■ **WHAT YOU ARE ASKED TO DO**
Collect every line of the entries below that contains the word "house". Matching is case-sensitive.

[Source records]
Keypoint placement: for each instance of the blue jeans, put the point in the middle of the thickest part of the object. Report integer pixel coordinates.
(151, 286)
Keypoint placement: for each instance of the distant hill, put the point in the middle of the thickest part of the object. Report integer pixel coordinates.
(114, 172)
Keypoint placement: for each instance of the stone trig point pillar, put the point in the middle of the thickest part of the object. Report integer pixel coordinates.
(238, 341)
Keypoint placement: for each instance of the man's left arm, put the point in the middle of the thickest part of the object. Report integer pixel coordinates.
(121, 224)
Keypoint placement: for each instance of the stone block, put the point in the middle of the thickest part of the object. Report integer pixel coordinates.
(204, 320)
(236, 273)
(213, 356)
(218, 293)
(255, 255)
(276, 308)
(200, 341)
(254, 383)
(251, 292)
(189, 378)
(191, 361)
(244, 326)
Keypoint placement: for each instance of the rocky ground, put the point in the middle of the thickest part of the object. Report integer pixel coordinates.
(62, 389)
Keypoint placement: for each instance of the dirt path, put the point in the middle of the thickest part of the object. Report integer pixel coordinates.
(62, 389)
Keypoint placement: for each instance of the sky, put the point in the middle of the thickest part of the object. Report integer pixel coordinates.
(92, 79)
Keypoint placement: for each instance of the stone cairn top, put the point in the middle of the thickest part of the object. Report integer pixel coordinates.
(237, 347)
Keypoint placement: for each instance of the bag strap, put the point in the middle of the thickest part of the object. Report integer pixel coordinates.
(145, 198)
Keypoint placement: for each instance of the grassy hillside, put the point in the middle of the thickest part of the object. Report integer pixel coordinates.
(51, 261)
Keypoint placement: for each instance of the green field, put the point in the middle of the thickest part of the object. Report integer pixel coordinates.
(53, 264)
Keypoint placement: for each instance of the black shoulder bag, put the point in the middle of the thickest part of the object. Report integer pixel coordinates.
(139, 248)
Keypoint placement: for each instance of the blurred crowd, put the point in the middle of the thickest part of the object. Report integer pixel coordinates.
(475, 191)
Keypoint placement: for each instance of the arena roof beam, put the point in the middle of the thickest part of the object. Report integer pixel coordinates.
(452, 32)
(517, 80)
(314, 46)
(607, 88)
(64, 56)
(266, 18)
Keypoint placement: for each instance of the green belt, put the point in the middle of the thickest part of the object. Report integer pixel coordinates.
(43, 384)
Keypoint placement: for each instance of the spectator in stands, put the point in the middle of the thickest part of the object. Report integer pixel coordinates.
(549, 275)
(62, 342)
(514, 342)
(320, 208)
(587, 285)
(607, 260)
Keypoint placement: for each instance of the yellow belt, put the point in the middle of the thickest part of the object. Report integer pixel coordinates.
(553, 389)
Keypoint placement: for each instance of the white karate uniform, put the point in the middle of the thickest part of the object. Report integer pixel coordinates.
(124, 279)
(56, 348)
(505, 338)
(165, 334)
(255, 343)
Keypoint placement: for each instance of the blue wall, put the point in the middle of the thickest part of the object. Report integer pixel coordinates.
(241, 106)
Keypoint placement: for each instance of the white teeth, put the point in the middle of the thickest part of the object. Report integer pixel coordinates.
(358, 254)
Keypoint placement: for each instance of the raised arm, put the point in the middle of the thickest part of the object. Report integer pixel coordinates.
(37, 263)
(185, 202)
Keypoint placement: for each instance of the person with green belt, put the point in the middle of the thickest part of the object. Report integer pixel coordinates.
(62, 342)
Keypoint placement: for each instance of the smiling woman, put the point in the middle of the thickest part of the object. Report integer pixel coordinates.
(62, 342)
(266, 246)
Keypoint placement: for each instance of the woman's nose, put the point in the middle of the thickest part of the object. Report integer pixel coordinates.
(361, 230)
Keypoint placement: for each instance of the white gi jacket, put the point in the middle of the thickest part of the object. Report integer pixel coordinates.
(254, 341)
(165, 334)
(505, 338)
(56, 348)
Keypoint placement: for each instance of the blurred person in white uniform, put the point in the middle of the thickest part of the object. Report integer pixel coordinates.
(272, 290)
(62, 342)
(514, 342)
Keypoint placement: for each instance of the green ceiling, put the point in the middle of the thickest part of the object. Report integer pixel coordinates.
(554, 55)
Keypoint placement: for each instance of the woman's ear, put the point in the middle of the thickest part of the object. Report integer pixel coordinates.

* * *

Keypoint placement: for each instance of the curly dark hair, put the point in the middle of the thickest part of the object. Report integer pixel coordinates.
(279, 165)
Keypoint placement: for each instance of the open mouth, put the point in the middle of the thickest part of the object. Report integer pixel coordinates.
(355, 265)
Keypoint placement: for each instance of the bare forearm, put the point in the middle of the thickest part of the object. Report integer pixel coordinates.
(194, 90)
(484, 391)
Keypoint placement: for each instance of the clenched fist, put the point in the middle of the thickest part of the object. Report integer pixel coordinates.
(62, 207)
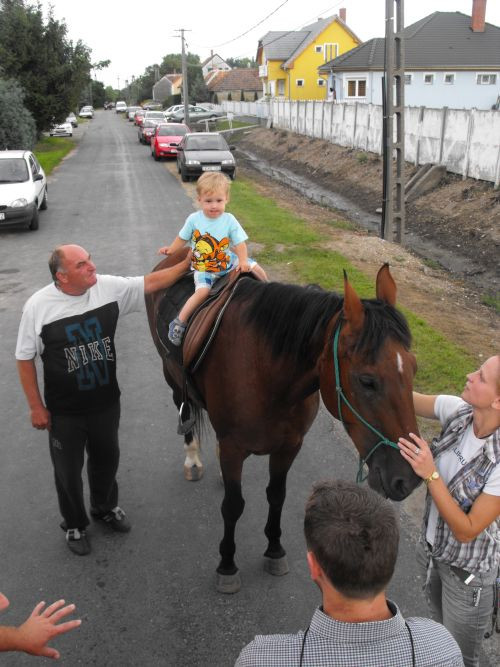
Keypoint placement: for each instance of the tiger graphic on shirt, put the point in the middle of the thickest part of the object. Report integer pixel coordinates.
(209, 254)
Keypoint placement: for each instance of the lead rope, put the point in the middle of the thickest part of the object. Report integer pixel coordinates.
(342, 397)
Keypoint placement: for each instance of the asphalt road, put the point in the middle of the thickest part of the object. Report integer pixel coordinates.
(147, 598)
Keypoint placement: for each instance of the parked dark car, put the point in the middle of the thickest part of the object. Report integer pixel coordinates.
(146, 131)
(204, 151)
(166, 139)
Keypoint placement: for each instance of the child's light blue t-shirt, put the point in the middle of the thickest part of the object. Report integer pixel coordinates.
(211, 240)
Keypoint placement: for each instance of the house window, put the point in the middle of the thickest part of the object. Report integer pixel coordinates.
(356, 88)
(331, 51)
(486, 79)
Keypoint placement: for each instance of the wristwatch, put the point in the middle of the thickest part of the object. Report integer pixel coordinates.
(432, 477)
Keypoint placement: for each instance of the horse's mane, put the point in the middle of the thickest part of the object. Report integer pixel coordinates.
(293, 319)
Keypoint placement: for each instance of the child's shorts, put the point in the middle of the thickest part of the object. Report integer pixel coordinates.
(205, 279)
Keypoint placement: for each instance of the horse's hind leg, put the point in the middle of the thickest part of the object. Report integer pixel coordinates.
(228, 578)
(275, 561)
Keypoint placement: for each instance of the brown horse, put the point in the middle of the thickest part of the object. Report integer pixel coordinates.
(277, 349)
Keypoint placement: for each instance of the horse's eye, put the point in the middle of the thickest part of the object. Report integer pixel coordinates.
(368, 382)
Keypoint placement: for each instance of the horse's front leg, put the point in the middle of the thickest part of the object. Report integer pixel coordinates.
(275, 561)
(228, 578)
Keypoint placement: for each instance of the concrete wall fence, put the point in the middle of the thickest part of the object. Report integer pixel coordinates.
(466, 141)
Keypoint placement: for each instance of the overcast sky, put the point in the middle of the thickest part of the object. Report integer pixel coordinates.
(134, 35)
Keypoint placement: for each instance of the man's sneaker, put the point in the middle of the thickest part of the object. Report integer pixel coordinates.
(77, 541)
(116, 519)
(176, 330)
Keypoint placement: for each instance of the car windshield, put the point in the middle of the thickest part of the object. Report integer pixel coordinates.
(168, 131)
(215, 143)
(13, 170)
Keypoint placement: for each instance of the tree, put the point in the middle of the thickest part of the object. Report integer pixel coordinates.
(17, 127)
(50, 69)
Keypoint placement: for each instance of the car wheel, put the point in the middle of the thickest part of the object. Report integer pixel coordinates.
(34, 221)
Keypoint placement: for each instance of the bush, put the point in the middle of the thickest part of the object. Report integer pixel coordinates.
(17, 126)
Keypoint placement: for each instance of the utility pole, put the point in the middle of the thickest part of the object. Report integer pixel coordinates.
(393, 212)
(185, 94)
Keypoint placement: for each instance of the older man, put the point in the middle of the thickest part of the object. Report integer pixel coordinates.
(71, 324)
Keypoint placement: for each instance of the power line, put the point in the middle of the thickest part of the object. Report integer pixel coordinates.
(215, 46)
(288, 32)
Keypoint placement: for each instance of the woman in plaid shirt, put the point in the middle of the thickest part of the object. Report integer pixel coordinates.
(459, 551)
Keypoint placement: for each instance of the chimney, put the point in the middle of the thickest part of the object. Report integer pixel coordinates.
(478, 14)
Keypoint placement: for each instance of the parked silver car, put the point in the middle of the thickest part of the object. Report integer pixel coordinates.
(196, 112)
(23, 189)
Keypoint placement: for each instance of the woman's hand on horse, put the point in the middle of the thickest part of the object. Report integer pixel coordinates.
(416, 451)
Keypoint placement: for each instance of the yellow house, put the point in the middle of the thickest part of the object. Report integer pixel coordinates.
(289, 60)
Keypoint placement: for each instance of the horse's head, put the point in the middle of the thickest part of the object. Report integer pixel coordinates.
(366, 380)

--

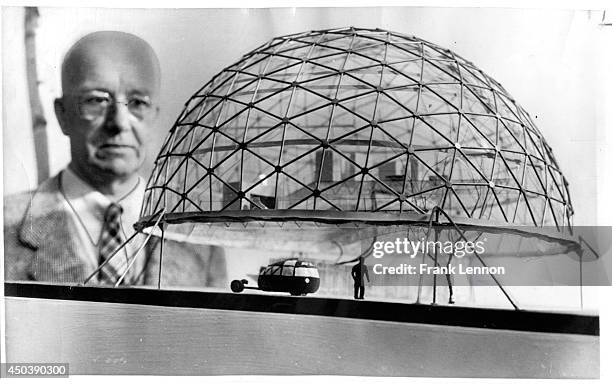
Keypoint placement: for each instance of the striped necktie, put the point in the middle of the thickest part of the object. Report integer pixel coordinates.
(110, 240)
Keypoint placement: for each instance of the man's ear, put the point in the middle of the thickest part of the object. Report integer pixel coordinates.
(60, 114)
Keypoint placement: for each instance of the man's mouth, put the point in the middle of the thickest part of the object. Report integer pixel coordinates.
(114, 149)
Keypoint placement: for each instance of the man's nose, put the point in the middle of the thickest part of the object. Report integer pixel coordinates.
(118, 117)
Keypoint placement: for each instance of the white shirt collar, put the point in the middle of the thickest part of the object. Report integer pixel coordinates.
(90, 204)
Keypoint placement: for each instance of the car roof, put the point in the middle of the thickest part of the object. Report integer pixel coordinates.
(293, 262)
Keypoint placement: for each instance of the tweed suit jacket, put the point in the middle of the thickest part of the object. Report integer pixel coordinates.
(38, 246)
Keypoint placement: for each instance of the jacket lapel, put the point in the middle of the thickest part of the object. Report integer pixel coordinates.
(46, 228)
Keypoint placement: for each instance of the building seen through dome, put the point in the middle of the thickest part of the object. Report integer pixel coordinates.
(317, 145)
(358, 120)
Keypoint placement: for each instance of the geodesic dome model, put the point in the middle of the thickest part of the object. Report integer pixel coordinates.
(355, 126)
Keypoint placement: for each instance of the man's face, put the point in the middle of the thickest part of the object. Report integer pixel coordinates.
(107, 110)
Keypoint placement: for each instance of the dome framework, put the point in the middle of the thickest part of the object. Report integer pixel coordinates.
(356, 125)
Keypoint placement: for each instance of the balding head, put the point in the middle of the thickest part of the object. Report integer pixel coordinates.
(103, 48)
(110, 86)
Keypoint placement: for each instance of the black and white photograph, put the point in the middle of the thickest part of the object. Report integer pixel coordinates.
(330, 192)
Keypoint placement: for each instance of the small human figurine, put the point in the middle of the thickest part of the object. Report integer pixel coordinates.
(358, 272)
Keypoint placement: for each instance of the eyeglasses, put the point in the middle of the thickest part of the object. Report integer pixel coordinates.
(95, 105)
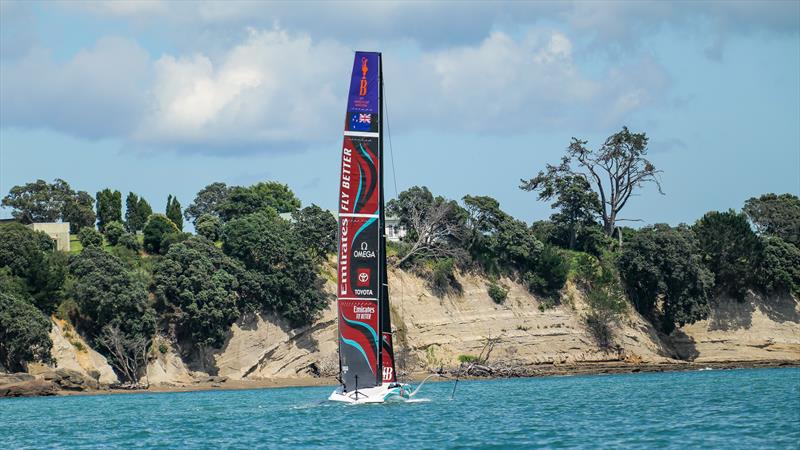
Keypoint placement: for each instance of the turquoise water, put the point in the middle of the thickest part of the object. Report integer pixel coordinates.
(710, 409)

■ **THE RESULT**
Keypoint placement: for each instance of the house window, put the point in the middle of the thickest part of the object. Report integer pixel coordinates.
Keypoint placement: for each instance of the yellow house, put the point in the middle of the thickest part of the object. Report integer pixel coordinates.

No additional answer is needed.